• _INFORMATION_
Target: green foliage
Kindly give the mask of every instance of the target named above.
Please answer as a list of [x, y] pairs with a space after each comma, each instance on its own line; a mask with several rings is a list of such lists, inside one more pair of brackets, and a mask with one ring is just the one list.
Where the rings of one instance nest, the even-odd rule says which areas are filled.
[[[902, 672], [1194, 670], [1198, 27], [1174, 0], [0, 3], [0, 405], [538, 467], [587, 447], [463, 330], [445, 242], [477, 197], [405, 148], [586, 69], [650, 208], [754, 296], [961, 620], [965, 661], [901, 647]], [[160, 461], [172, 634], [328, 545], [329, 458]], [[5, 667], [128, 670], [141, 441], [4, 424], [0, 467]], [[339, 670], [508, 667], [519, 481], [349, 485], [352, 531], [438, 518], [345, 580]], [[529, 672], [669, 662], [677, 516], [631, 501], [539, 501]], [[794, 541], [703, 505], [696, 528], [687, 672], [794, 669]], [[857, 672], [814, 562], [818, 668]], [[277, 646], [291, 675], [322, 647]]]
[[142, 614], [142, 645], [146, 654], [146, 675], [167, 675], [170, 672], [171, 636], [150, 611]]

• _WHAT TO PRODUCE_
Scan the material line by line and report each one that contains "mask".

• _SOLVED EXERCISE_
Kindly give the mask of every instance of the target named above.
Please answer as a list of [x, y] pairs with a space after each comma, each instance on its own line; a mask with several rings is a list of such lists, inside one more pair of brackets, and a mask with one ring is just the one list.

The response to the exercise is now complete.